Directions> State how many lines in the items below contain the word "image". Give only the number.

Bounding box annotation entries>
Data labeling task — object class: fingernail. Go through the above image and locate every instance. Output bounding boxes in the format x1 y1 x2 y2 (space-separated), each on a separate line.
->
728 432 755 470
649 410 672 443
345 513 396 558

The answer> 1